Point localization data
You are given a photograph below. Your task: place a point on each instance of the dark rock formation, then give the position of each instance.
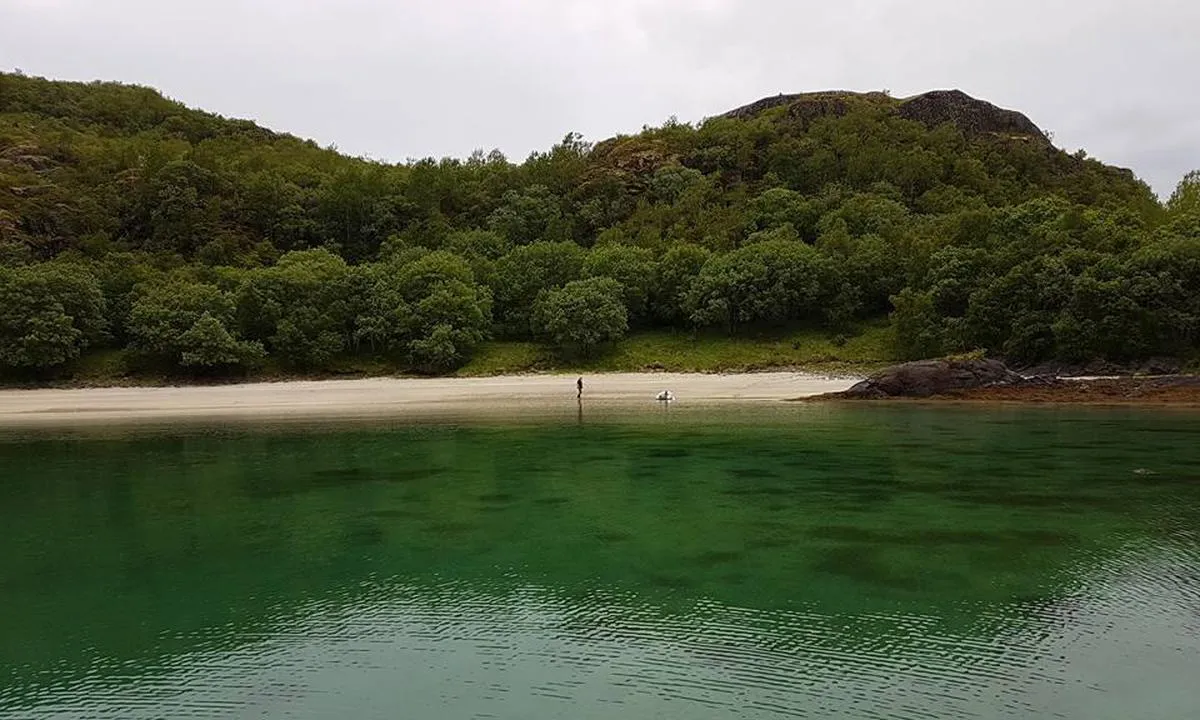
(971, 115)
(927, 378)
(1153, 366)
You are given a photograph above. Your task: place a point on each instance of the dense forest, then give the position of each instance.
(199, 245)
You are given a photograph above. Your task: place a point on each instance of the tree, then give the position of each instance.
(675, 273)
(774, 282)
(209, 345)
(48, 315)
(523, 274)
(633, 268)
(582, 316)
(304, 309)
(186, 324)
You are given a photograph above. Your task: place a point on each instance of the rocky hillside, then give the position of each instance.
(971, 115)
(196, 243)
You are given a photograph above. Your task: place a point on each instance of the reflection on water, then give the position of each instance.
(803, 562)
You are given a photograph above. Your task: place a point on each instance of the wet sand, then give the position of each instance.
(498, 396)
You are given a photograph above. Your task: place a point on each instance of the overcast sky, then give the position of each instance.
(412, 78)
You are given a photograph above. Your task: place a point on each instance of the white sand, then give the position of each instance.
(401, 397)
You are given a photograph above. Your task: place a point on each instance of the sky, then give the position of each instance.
(414, 78)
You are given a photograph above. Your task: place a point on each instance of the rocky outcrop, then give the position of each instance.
(1152, 366)
(973, 117)
(927, 378)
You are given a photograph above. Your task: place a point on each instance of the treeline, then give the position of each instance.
(208, 245)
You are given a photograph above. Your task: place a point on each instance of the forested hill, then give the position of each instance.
(205, 245)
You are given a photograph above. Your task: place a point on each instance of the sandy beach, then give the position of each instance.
(396, 396)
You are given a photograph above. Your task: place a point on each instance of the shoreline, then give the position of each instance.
(397, 397)
(1162, 391)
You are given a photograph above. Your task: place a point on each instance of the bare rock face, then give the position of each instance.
(927, 378)
(973, 117)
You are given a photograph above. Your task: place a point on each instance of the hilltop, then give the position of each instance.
(189, 243)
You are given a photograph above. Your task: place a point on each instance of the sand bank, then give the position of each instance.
(396, 396)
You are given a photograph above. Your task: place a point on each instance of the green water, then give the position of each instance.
(790, 563)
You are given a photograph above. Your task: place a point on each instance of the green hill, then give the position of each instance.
(187, 243)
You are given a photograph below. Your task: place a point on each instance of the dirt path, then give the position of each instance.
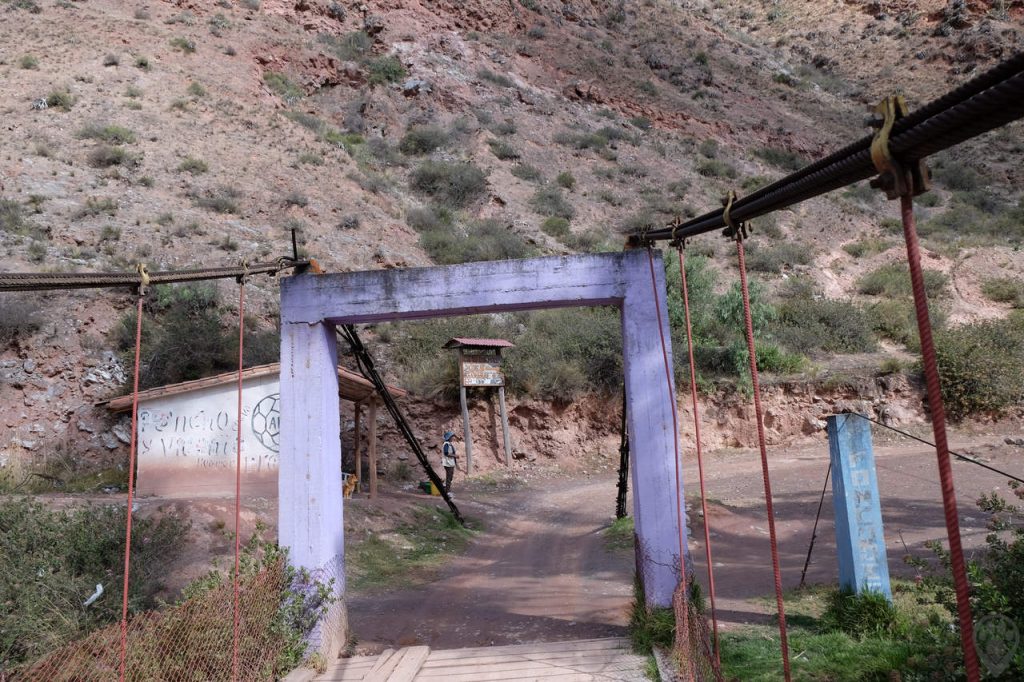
(911, 510)
(539, 572)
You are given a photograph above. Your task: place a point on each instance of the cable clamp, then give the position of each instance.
(733, 230)
(143, 276)
(895, 178)
(677, 242)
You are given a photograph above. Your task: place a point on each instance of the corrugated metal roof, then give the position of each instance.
(466, 342)
(353, 386)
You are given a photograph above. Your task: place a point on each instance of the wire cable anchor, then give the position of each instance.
(736, 231)
(895, 178)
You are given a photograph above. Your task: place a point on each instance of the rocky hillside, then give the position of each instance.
(394, 133)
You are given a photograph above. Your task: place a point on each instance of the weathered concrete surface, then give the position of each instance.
(187, 442)
(310, 304)
(309, 512)
(860, 541)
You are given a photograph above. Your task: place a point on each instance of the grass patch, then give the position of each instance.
(422, 139)
(105, 156)
(620, 536)
(385, 70)
(1005, 290)
(61, 99)
(411, 554)
(783, 159)
(194, 166)
(492, 77)
(503, 150)
(282, 86)
(981, 366)
(549, 201)
(112, 134)
(526, 172)
(893, 281)
(867, 247)
(456, 183)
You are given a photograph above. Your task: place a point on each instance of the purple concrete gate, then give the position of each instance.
(309, 479)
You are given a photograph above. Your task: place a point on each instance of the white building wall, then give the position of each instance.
(187, 442)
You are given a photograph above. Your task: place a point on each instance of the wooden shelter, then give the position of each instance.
(479, 367)
(187, 439)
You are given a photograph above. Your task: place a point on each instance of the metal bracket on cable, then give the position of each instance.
(895, 178)
(369, 371)
(733, 230)
(143, 279)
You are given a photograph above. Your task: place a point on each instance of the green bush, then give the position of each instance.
(18, 317)
(185, 337)
(775, 257)
(281, 85)
(1005, 290)
(105, 156)
(422, 139)
(219, 200)
(866, 247)
(349, 47)
(784, 159)
(809, 324)
(110, 133)
(893, 281)
(456, 183)
(492, 77)
(526, 172)
(194, 166)
(981, 366)
(581, 140)
(52, 560)
(716, 168)
(549, 201)
(555, 226)
(446, 241)
(566, 179)
(385, 70)
(60, 99)
(186, 45)
(503, 150)
(864, 614)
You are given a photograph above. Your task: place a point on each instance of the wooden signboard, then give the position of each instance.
(481, 371)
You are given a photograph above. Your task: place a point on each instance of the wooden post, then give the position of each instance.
(373, 448)
(505, 426)
(355, 445)
(465, 430)
(465, 419)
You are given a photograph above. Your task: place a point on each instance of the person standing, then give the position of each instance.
(449, 457)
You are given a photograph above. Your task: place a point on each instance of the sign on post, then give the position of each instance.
(860, 542)
(481, 371)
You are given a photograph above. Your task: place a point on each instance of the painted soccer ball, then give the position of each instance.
(266, 422)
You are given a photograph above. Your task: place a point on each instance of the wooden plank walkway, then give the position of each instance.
(584, 661)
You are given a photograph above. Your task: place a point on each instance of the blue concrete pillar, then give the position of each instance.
(860, 542)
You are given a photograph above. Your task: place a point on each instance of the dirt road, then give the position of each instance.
(541, 570)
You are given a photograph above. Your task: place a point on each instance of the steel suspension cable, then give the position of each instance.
(699, 450)
(963, 458)
(238, 484)
(675, 441)
(752, 351)
(937, 410)
(131, 487)
(983, 103)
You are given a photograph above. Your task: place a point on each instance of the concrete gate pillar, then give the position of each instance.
(310, 500)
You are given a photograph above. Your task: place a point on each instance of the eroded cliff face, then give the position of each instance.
(247, 121)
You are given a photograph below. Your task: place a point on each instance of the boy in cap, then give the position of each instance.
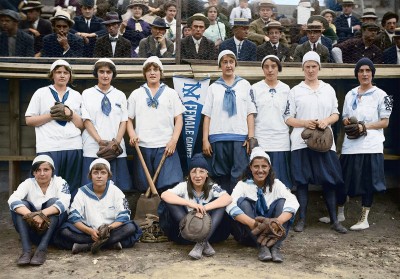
(88, 26)
(62, 43)
(157, 44)
(112, 44)
(157, 112)
(13, 41)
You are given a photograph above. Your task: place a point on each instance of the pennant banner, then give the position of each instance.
(193, 94)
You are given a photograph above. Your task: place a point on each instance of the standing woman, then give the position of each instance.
(271, 131)
(197, 193)
(105, 114)
(228, 123)
(59, 139)
(45, 193)
(156, 111)
(260, 194)
(216, 31)
(313, 104)
(362, 156)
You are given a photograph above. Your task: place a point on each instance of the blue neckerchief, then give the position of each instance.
(229, 104)
(65, 97)
(261, 205)
(356, 95)
(153, 101)
(105, 102)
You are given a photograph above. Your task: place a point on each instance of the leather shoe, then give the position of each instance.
(299, 226)
(39, 257)
(25, 258)
(276, 255)
(264, 254)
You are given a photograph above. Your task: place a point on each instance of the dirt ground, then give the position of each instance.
(318, 252)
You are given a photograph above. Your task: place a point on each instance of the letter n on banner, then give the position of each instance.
(193, 94)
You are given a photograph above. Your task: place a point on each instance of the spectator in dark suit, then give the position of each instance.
(62, 43)
(244, 49)
(197, 46)
(314, 31)
(352, 50)
(35, 25)
(112, 44)
(157, 44)
(391, 55)
(347, 24)
(13, 41)
(384, 39)
(273, 47)
(135, 28)
(88, 26)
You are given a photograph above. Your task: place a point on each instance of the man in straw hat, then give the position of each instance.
(157, 44)
(347, 24)
(62, 43)
(197, 46)
(35, 25)
(112, 44)
(244, 49)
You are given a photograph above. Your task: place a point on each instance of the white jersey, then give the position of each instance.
(93, 211)
(223, 127)
(271, 130)
(249, 190)
(374, 105)
(30, 190)
(154, 126)
(106, 126)
(52, 136)
(306, 103)
(181, 191)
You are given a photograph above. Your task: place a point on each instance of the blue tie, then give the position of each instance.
(261, 205)
(65, 97)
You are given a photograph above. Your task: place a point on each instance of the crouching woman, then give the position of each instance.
(97, 203)
(197, 193)
(260, 194)
(46, 194)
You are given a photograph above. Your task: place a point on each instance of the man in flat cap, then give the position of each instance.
(384, 39)
(35, 25)
(197, 46)
(112, 44)
(13, 41)
(244, 49)
(273, 47)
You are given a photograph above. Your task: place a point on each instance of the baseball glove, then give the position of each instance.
(58, 112)
(110, 151)
(104, 235)
(268, 230)
(194, 228)
(353, 129)
(32, 223)
(250, 143)
(320, 140)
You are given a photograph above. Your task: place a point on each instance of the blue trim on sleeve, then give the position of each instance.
(226, 137)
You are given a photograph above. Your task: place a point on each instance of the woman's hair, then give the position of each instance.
(208, 8)
(99, 166)
(206, 187)
(98, 65)
(269, 181)
(51, 74)
(147, 67)
(36, 166)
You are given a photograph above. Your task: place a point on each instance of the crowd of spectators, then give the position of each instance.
(90, 28)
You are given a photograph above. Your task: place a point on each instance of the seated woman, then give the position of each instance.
(260, 194)
(197, 193)
(99, 202)
(46, 193)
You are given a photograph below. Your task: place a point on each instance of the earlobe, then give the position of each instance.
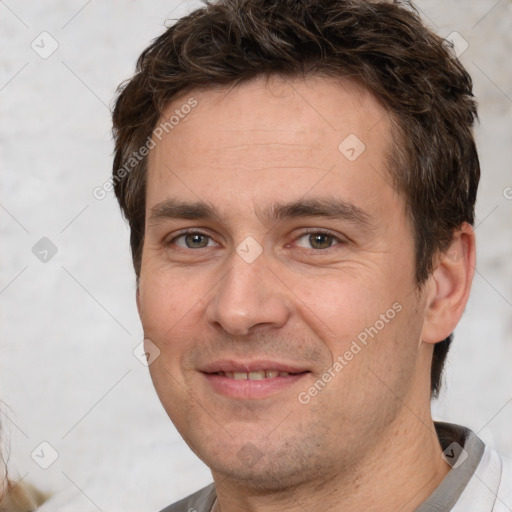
(450, 284)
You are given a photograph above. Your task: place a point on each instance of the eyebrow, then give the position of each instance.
(325, 207)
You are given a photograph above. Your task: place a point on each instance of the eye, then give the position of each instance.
(193, 240)
(317, 240)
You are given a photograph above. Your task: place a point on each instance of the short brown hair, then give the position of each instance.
(382, 44)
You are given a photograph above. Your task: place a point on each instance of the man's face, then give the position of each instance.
(305, 259)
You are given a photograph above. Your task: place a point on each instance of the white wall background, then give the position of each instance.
(68, 326)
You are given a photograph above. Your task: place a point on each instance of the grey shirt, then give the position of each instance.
(457, 442)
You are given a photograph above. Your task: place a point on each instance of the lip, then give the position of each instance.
(251, 389)
(230, 365)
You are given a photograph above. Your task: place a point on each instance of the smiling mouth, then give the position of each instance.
(257, 375)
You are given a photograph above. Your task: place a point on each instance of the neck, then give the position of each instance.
(400, 472)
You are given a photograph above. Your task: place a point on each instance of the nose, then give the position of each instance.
(248, 295)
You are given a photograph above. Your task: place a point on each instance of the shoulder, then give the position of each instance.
(490, 489)
(200, 501)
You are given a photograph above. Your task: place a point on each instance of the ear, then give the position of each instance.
(449, 286)
(137, 300)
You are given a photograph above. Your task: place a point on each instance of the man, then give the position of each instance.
(300, 178)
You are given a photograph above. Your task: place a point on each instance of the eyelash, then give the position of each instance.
(308, 231)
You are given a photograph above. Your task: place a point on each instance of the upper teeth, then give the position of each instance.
(263, 374)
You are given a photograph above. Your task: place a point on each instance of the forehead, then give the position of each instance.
(271, 140)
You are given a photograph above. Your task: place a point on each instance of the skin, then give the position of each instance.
(366, 441)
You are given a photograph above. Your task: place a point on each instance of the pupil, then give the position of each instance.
(320, 240)
(195, 240)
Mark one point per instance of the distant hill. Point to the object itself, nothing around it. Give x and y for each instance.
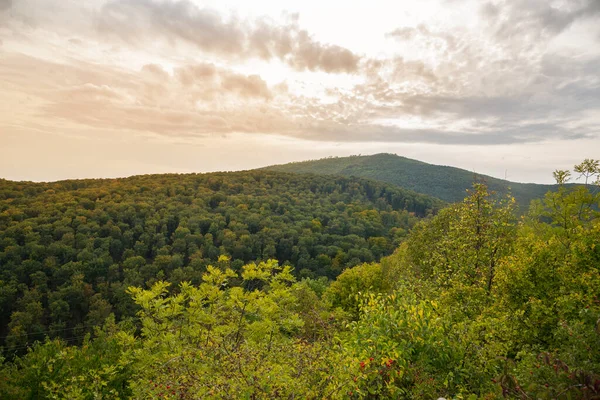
(446, 183)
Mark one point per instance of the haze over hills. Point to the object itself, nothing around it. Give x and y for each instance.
(446, 183)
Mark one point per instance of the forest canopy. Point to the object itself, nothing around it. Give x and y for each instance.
(69, 250)
(476, 302)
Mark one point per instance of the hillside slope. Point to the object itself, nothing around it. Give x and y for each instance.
(446, 183)
(69, 250)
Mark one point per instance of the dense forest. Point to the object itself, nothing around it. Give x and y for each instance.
(69, 250)
(476, 302)
(446, 183)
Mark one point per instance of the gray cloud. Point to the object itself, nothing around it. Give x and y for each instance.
(137, 21)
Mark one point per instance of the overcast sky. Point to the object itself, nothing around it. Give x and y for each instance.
(95, 88)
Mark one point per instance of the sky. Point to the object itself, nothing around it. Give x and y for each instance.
(108, 88)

**Task to carry out**
Set down the line that contains "Mark one point per instance of the dense" exactly. Do the same for each later line of the data, through the end, and add nothing.

**Answer for the task**
Mark one point per instance of the dense forest. Point to the object itself, nothing around it. Give x and y for each instance.
(69, 250)
(476, 302)
(446, 183)
Mark one point per instance of the gray cloud. Point to the object itself, nothing around it. Give x and y for each instance.
(137, 21)
Mark one point per instance of the overcast sky. Point to the object itself, nothing around it. Give x and y for each instance.
(95, 88)
Mark one point per instance of the sky. Point to the object itself, nothing around it. Give x and y for each instance.
(108, 88)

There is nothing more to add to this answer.